- _Source text_:
##############################
Stuff, Gifts, and Heartbreak: The Holiday-Mixed-With-Moving Blues

Pot Pie with the Most Important Phrase

Right now, the value of “stuff” and the torment it can bring is taking up the bulk of my attention. The thing is, it’s the holiday season. The time you are supposed to buy stuff for other people. The other thing is that I’m packing to move to Austin, Texas from Connecticut.

I’m moving out of the home I grew up in, which has steadily accumulated the things that I have cherished throughout  my life. Don’t get me wrong, I’ve left this terribly boring state many times. For the last ten years I have not been living here. However, each time I would get a new fantastic idea of where the wind was telling me to go, I would stop here and drop off everything that I wasn’t taking with me. So now there is a great pile of everything from My Little Ponies to little stones from India to stones I gathered while hitch hiking to letters my dad sent me from prison. All of these things are here, accumulated, and, for the most part, irritating.

On one hand, I love them. I cherish them. I want to keep them forever and ever so that I can remember the glorious moments of my childhood when I was playing. So that I can remember the thrill of catching perfect rides on the 80. So that I can remember sitting in random towns, with random people, feeling like the world was a big and exciting place. There’s even a love poem that some stranger wrote for me in Albuquerque while I was making jewelry at a coffee shop, and for the life of me I cannot throw it out.

On the other hand, I don’t want all this stuff. It takes up space. It takes up time. It causes me to remember the past and prevents me from living in the moment. I can live in the moment while remembering the past, but, well, that’s just not the same now, is it?

So what do you do with this stuff, how do you decide what to get rid of, and how do you decide what to get for people? They are just going to throw it away someday, heartbroken over the trash can, putting it in and taking it out, trying to not feel like they are insulting you by throwing it out. Or at least, that’s how I feel.

All of these gifts that have been bought for me over the years, they amount to guilt right now. The more expensive the gift, the more horrible I feel admitting that I have never used, worn, ate or burned it. If it’s something like a candle, I can do my best to burn it now, but there are only so many candles you can burn at once. And sometimes, you have to move to Austin. And sometimes, there is nowhere to leave all. that. stuff.

Some people suggest taking pictures of the things that we love. This is a great idea. But that quality of touching the things is so critical, at least for me, in truly remembering the times that they invoke. This is a magical process, and one that I am not easily willing to let go of. However, is it worth it? This is my big question. Is it worth it to have the memory? If I was stuck in a convalescent home with nothing left to live for, then yeah, maybe I would love to hold the things from my adventures and remember all the feelings involved. But there is no way that these things are going to make it THAT long. And there is also no way that I can predict whether or not I will end up paralyzed with nothing to do but rummage through my tangible memories. So what do I do?

Throw them away.

It all gets thrown away.
##############################
- _Extracted entries_:
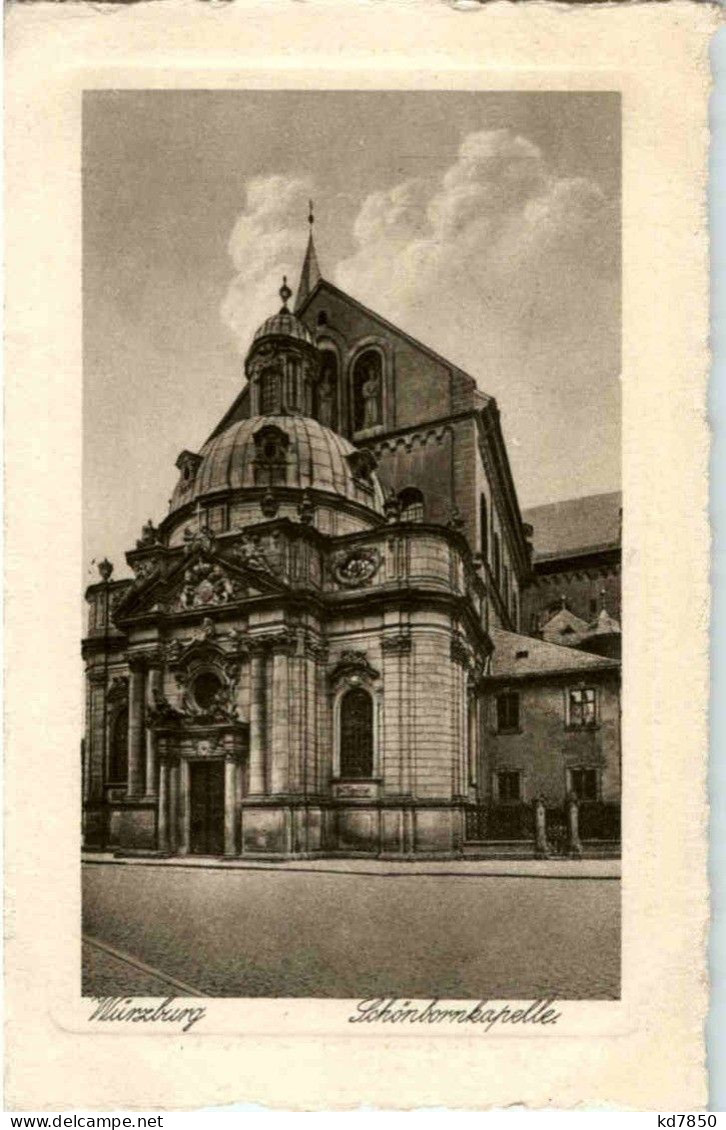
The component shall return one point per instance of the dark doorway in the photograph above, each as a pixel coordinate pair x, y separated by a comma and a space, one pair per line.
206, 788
##############################
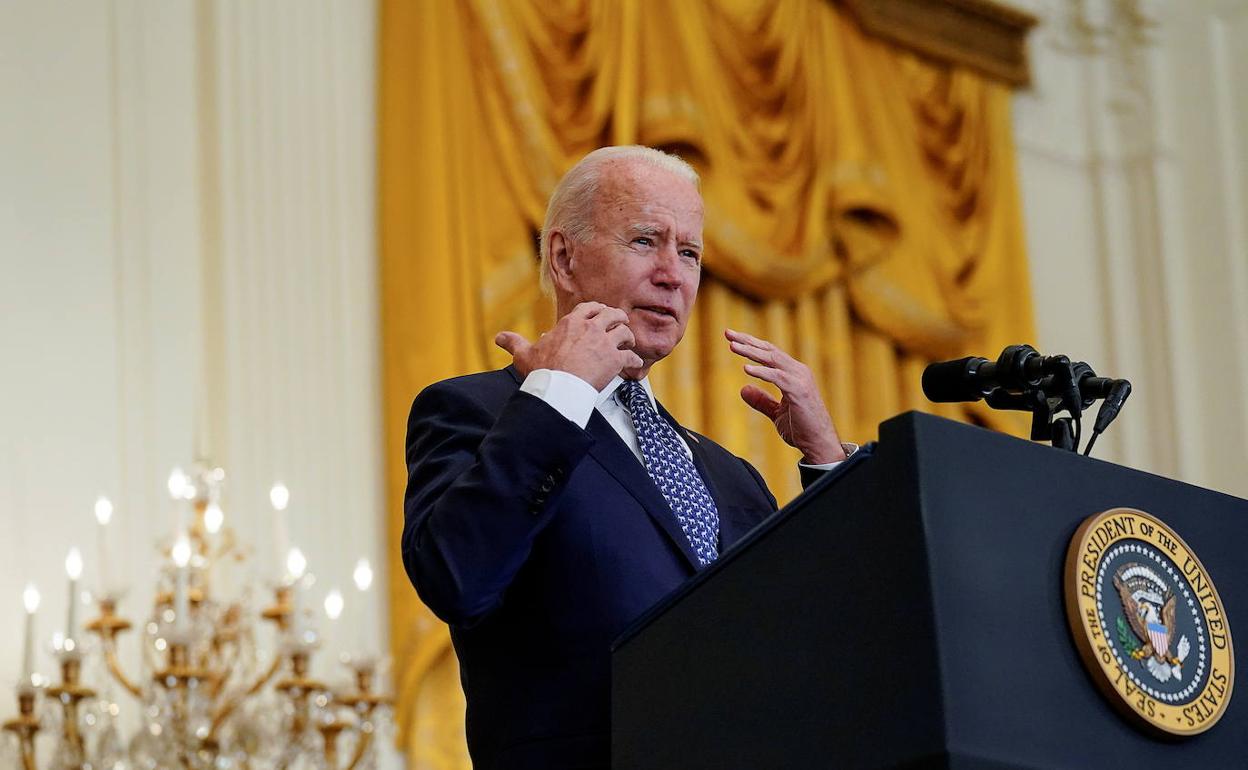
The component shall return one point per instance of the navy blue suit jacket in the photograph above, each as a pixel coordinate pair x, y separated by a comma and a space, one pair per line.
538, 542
##############################
- _Instructions for the task_: In the essay on holiday gifts and moving, which state is the writer leaving, and for which city?

- _Result of this exercise_: The writer is leaving Connecticut for Austin, Texas.